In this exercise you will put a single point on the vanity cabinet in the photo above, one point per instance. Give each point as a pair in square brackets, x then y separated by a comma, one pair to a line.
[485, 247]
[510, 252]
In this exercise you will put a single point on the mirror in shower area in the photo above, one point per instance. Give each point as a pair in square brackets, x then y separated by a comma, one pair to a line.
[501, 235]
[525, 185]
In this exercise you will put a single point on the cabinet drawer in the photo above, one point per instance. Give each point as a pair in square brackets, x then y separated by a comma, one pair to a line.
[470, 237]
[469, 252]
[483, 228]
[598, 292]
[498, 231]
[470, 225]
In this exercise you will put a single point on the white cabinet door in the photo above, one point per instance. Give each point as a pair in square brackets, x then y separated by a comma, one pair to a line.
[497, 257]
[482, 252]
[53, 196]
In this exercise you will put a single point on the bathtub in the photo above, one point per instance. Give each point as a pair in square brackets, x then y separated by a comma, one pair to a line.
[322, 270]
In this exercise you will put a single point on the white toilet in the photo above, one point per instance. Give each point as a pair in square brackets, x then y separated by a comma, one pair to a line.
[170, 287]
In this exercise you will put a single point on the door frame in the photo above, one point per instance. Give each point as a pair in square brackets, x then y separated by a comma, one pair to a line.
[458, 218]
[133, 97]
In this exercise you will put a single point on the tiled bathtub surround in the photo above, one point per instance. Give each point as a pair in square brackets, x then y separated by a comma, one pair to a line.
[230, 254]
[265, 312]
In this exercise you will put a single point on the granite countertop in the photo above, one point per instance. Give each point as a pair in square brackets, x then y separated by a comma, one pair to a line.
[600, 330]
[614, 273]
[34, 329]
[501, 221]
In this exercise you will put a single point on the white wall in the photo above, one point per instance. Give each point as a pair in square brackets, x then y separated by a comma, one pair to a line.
++++
(Your objective) Print all of the data above again, line for line, without changing a single word or character.

(Answer to this task)
In this exercise you will put a single point on the vanity cabinet in the photo above, one point per instance. Give each point as a pair in square brackets, x then y separated by a comma, one pair to a line.
[485, 247]
[510, 252]
In this exercise you will put a single point on the mirror in shower area in the photo above, one point per instance. Give each point as a pair in square brackets, x then y separated by a comma, one pair to a line.
[501, 235]
[525, 185]
In this exercise you will put a single point on the cabinet drawer in the photo above, one point per instance. Give each point as a pair in square brackets, x then y separated by a comma, one pair to a line.
[470, 237]
[469, 252]
[483, 228]
[598, 292]
[498, 231]
[470, 225]
In this exercise you will put a single point on the white cabinet door in the photo above, one point per instance. Give each point as a pair in square brackets, x then y separated by a comma, one pair to a line.
[497, 257]
[482, 252]
[53, 196]
In this exercise you will put a single point on the bathtub in the photo above, one point per instance. Give each point as a pair in square brackets, x then y separated by a comma, one pair to a line.
[322, 270]
In this exercise you will put a single point on the white toilet in the photo above, one point per instance. Give each point as a pair in square brackets, x then y separated by a comma, one pair to a line.
[170, 287]
In this exercise you will put a single point on the door frame in the photo above, one point per instance. Give each point as a pair in square brackets, x then y separated by a comma, one pair to a line.
[458, 218]
[133, 97]
In this exercise you will put a single point on the tiled bathtub surround in the photo above, one point per instance. Give each point as a pair in square brackets, x then y separated by a comma, one pair to a line.
[230, 254]
[265, 312]
In this exercise you will put a single point on the granite countertop in the photo above, one point per instance. Give each point as a pair in square brackets, x then y separated by a comma, one pair to a line.
[600, 330]
[614, 273]
[34, 329]
[501, 221]
In this exercise you will put a single point on the white wall in the photo above, one point per instance. Give each point as a pair in square brackets, x then y separated by a comma, one pair to a line.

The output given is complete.